LE NOVITA' IN TEMA DI CONTRATTI DI CONSUMO NELLA PROPOSTA DI REGOLAMENTO "ROMA I"
Archivio > Anno 2007 > Febbraio 2007
di Giuseppina PIZZOLANTE (Ricercatrice di Diritto internazionale nell'Università degli Studi di Bari)
1. La proposta di regolamento relativa alla legge applicabile alle obbligazioni contrattuali del 15 dicembre 2005 – d’ora innanzi proposta «Roma I» – (Documento COM (2005) 650 def. del 15 dicembre 2005) prospetta una radicale modernizzazione della disposizione di cui all’art. 5 della Convenzione di Roma, recante la disciplina dei contratti conclusi dai consumatori. Tale norma, come è noto, riconosce alle parti la libertà di scelta circa la legge regolatrice del contratto, disponendo, tuttavia, che l’optio legis – in presenza di determinate circostanze, tutte indicative dell’affidamento che il consumatore ha prestato nei confronti della propria legge – non può conseguire il risultato di privare lo stesso consumatore della protezione garantitagli dalle disposizioni imperative del Paese nel quale risiede abitualmente (art. 5, par. 2). Inoltre, in caso di mancanza di scelta, il contratto è sottoposto, al sussistere delle medesime condizioni, ed in deroga al criterio del collegamento più stretto, previsto in via generale dall’art. 4, alla legge del Paese nel quale il consumatore ha la sua residenza abituale (art. 5, par. 3).

● Estratto dei dati:
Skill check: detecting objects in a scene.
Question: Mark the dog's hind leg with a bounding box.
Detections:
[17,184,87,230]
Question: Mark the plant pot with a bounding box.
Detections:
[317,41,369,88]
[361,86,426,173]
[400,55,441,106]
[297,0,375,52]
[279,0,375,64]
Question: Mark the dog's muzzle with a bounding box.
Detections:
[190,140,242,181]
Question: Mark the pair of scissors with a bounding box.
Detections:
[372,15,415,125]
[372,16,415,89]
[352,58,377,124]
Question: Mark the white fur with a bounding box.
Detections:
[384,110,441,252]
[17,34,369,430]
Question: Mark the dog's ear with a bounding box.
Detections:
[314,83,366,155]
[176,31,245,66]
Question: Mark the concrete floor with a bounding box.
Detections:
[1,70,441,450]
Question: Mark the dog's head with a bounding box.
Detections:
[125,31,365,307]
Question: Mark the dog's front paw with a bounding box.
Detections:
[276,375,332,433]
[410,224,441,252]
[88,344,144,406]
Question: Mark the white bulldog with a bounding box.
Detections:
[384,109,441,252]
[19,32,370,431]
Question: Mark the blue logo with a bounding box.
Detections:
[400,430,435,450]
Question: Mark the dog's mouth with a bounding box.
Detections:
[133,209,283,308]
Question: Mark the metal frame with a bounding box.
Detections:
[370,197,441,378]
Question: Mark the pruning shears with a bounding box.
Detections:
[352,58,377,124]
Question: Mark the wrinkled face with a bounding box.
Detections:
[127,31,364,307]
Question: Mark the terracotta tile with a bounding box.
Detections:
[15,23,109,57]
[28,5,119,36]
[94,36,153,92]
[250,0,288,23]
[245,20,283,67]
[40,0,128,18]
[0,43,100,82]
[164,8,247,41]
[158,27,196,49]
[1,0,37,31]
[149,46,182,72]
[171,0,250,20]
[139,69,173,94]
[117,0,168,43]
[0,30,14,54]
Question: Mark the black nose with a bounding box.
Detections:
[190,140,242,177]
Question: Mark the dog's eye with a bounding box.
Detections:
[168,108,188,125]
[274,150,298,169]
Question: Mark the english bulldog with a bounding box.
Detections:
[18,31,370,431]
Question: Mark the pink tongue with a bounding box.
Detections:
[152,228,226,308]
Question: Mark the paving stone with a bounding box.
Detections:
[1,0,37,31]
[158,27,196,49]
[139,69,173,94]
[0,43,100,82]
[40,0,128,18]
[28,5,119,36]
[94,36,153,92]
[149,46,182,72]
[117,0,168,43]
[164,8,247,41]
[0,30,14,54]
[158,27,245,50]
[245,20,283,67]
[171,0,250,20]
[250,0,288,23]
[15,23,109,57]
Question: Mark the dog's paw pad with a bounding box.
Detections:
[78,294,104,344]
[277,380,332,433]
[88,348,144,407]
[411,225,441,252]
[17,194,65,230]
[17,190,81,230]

● Sfida: Riprenda il brano sui contratti di consumo nella proposta di regolamento «Roma I» a partire dal punto in cui si interrompe. I record non hanno alcuna rilevanza ai fini di questo lavoro.

● Risposta scritta:
L’art. 5 della Convenzione di Roma ha dato vita nel corso della prassi applicativa ad una serie di problematiche atteso che i criteri di applicazione previsti dall’art. 5, par. 2, quali la pubblicità, la firma di un contratto, il ricevimento di un’ordinazione, non garantiscono la tutela del consumatore “mobile” ovvero del consumatore che si è recato in un paese diverso da quello nel quale risiede abitualmente per effettuarvi un acquisto o ricorrere ad un servizio e, soprattutto, non sono più adeguati allo sviluppo delle nuove tecniche di commercializzazione a distanza. Inoltre, il meccanismo sotteso alla norma agevola il frazionamento della legge applicabile a causa dell’applicazione cumulativa della legge scelta dalle parti e delle disposizioni imperative della legge di residenza abituale del consumatore.
2. In forza dell’art. 5, par. 1 della proposta «Roma I», «i contratti di consumo […] sono disciplinati dalla legge dello Stato membro nel quale il consumatore ha la residenza abituale», disposizione che si applica, secondo il par. 2, «ai contratti conclusi da una persona fisica, il consumatore, avente la residenza abituale in uno Stato membro, per un uso che possa essere considerato estraneo alla sua attività professionale, con un’altra persona, il professionista, che agisce nell’esercizio della sua attività professionale».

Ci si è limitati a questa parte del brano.